§ **Tu objetivo**: Extrae del material, sin cambios, cada línea que contenga la palabra "head". Se distingue entre mayúsculas y minúsculas.

[Registros de una recopilación de datos]
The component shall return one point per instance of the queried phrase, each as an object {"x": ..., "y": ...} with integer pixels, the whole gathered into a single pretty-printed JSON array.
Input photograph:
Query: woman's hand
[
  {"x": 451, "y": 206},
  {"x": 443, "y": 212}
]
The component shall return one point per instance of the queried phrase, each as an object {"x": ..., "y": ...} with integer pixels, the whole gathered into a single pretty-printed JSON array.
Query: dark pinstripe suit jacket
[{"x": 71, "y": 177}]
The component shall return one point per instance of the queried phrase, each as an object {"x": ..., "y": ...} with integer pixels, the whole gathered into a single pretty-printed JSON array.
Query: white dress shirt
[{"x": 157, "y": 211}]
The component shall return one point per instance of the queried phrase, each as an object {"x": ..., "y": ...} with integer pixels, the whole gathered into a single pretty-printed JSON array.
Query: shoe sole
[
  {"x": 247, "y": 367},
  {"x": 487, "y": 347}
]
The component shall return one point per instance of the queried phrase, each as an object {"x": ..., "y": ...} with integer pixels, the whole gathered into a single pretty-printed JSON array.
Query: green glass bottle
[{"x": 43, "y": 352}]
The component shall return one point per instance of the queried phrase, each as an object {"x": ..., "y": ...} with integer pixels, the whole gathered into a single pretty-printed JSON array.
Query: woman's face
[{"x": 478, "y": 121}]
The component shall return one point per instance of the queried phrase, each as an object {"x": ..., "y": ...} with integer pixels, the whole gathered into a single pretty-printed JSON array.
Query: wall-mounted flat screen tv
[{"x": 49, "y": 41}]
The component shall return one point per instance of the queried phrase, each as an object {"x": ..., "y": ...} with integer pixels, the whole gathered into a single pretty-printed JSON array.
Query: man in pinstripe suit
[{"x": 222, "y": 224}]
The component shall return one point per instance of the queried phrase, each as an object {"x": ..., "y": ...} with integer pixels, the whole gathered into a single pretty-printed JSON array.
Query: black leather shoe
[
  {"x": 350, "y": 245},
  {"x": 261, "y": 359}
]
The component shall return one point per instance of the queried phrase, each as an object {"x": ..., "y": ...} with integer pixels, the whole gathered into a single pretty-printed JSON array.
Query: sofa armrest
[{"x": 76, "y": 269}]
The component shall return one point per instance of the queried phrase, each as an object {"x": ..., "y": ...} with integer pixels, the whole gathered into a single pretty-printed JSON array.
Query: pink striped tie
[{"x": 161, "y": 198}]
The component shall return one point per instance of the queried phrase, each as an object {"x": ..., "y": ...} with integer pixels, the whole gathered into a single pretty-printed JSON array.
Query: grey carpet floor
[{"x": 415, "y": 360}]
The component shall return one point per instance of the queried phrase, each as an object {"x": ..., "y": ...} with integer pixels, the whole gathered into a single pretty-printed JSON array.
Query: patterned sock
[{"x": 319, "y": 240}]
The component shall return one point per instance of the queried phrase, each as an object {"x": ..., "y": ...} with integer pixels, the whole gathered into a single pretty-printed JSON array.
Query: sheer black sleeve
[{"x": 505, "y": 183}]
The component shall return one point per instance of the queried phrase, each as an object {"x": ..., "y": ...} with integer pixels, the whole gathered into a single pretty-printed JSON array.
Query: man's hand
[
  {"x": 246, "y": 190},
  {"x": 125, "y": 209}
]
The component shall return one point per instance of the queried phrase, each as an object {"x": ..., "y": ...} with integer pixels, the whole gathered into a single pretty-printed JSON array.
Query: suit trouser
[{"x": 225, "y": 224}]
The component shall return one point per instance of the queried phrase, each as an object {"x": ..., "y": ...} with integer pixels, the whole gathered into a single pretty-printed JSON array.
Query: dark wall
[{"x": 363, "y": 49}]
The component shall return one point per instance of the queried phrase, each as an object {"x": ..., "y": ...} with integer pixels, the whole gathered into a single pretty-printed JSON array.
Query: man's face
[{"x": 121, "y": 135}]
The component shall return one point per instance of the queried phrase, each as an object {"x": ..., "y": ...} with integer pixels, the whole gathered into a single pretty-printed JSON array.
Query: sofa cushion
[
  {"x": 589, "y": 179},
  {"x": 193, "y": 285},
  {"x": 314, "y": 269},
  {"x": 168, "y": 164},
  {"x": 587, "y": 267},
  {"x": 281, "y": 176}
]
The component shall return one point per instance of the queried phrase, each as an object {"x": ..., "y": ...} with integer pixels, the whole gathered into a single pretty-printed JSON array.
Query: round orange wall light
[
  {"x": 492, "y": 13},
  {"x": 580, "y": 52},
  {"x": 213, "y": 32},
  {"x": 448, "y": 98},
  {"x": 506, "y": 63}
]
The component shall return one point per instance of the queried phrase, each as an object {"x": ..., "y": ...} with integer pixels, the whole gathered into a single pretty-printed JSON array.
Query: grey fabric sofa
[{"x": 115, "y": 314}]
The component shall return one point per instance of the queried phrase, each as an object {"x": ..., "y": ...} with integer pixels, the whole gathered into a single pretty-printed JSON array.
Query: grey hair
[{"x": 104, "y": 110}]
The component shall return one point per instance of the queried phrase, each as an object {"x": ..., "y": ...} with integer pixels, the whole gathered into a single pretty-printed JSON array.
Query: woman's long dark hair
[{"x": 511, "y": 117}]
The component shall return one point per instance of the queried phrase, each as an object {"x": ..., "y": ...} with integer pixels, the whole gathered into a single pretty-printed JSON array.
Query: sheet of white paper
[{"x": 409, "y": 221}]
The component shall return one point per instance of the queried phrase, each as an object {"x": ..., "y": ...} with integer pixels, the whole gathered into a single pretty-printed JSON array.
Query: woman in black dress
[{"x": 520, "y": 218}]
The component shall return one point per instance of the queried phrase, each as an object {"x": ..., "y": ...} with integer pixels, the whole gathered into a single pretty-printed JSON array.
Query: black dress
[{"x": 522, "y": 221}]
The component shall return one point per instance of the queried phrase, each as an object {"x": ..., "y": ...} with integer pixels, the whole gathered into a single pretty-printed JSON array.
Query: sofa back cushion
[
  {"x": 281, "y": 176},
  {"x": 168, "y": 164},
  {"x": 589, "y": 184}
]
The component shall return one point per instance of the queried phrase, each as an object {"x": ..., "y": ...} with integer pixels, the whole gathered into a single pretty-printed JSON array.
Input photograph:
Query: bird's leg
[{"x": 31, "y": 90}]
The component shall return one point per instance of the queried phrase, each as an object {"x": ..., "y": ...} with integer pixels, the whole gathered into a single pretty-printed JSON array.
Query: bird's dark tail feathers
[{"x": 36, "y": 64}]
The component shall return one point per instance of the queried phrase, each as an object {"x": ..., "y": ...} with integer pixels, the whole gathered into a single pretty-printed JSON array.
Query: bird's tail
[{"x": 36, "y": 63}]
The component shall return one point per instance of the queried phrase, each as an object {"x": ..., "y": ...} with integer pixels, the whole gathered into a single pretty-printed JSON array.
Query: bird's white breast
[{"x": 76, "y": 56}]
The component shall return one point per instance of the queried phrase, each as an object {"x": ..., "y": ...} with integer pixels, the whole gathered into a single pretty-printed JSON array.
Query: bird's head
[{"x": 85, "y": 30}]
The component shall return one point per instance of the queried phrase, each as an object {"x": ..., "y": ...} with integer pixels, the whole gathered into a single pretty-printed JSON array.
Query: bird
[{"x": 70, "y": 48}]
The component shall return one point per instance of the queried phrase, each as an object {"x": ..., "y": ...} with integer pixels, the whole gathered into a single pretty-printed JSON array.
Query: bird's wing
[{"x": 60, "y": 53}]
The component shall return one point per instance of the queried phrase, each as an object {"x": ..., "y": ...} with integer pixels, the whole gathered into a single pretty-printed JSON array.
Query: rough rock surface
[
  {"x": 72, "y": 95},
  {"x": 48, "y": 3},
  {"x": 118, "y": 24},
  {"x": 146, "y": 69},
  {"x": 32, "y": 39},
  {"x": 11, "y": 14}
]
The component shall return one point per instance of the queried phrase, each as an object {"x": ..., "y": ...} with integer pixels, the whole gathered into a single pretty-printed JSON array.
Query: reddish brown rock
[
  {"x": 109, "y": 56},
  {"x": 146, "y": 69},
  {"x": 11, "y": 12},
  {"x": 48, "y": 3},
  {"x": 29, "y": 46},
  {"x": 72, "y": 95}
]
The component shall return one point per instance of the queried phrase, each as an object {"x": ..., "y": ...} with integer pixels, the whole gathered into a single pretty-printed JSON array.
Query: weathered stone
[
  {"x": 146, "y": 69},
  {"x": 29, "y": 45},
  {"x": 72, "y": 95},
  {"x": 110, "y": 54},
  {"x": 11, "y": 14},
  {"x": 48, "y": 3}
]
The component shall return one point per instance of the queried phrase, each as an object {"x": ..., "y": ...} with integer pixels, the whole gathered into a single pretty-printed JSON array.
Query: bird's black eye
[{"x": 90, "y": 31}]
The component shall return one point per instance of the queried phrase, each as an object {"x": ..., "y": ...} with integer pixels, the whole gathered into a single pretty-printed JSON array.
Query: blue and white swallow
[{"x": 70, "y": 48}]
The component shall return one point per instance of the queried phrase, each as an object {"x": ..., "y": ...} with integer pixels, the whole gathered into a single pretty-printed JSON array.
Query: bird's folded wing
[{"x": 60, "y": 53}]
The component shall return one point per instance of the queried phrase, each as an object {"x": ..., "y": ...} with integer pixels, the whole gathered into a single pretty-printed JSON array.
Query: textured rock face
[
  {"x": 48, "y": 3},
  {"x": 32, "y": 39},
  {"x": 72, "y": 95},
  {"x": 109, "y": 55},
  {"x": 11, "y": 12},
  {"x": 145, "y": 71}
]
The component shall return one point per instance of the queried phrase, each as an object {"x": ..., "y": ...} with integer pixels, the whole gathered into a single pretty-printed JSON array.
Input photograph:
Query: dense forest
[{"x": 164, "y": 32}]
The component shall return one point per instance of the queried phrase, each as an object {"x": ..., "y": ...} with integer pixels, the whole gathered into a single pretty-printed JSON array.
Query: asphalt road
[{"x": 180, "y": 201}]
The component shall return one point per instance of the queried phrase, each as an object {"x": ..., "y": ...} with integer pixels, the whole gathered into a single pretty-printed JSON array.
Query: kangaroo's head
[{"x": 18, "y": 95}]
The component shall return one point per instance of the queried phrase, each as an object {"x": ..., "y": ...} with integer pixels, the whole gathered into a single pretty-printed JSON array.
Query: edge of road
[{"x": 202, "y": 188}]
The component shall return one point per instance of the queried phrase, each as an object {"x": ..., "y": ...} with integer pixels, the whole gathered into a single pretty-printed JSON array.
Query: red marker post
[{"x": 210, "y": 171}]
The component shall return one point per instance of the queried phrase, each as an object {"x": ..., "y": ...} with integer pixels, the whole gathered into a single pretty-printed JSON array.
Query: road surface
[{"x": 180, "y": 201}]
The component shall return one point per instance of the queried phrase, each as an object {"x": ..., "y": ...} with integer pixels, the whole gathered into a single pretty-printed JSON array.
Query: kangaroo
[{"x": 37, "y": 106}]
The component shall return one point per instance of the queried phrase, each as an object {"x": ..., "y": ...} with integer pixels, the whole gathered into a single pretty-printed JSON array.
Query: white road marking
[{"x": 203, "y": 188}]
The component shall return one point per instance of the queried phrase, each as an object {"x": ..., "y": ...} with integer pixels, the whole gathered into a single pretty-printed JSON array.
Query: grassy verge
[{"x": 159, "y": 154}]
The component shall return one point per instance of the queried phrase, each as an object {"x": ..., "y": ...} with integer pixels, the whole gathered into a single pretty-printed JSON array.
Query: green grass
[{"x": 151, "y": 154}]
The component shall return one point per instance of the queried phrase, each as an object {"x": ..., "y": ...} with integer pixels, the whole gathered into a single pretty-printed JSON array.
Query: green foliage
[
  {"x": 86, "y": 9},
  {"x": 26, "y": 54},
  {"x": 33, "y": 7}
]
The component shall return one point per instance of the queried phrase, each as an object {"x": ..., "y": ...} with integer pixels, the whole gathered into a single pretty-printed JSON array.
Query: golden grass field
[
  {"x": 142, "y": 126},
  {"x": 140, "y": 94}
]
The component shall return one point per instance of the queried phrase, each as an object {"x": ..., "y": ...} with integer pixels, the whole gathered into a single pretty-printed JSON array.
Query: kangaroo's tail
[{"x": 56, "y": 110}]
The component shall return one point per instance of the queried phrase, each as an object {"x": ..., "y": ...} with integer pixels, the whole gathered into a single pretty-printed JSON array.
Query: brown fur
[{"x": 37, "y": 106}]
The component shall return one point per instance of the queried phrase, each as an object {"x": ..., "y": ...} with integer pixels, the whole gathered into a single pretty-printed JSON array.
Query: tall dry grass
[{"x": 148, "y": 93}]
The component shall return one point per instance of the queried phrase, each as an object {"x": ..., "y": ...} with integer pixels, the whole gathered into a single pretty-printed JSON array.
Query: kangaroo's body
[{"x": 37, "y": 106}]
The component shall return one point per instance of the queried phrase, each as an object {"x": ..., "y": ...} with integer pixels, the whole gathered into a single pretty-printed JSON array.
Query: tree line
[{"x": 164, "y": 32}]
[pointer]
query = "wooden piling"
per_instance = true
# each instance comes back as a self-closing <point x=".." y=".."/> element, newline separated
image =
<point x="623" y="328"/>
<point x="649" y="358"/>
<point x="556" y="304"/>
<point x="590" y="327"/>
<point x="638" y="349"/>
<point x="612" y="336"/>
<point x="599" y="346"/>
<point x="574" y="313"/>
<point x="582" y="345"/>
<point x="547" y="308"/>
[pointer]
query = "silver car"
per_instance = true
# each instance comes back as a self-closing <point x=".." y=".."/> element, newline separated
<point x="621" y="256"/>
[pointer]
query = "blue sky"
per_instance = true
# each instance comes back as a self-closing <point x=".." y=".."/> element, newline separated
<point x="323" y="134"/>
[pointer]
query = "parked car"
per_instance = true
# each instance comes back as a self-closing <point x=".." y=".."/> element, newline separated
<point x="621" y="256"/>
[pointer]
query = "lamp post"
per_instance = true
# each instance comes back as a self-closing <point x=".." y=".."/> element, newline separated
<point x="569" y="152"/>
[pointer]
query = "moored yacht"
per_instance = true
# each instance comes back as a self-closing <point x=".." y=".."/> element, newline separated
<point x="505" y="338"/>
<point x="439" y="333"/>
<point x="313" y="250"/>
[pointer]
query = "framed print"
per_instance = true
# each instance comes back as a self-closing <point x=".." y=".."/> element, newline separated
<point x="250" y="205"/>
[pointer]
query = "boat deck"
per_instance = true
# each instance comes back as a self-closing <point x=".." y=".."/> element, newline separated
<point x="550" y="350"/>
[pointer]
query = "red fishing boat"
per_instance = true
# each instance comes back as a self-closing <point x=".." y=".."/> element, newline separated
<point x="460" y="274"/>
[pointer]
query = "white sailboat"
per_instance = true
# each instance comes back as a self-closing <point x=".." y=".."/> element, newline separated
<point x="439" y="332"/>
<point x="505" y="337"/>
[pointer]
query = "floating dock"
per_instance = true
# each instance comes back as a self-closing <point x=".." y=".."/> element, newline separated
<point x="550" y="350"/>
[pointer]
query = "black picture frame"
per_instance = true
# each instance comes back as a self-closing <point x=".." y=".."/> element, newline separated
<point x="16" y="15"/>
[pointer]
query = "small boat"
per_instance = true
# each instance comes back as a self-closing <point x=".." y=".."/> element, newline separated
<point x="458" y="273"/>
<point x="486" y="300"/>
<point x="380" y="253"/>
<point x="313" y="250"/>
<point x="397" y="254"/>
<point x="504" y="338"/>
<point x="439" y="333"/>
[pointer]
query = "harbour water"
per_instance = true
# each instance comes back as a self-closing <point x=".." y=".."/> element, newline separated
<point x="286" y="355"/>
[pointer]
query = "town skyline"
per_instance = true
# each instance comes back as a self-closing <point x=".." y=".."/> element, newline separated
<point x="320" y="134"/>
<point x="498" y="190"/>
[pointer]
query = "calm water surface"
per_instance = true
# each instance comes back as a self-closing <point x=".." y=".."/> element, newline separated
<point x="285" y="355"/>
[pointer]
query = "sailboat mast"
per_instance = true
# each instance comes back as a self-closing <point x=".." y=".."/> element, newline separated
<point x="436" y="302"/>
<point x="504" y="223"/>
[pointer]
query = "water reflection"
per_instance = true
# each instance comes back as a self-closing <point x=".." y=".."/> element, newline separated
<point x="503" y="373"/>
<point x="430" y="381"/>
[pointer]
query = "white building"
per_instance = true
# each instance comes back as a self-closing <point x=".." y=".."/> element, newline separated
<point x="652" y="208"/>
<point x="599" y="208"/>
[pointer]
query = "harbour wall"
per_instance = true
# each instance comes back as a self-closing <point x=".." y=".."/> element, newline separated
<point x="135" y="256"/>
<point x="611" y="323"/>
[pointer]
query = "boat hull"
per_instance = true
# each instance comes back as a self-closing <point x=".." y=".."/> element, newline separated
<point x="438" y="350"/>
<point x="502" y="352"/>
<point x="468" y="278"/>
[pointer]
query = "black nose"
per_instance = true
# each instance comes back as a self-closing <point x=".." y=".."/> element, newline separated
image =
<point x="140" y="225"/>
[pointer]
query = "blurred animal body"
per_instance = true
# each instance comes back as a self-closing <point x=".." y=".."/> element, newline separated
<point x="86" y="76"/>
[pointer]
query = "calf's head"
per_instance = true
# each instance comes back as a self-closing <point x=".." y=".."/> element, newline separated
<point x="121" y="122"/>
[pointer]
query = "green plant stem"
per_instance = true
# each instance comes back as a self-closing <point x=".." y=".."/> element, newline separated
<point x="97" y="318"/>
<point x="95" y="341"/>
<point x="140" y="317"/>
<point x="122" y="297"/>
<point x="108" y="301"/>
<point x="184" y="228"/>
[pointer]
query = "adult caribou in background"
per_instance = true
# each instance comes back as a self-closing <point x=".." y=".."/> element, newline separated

§ **Solución propuesta**:
Query: bird's head
Query: kangaroo's head
query = "calf's head"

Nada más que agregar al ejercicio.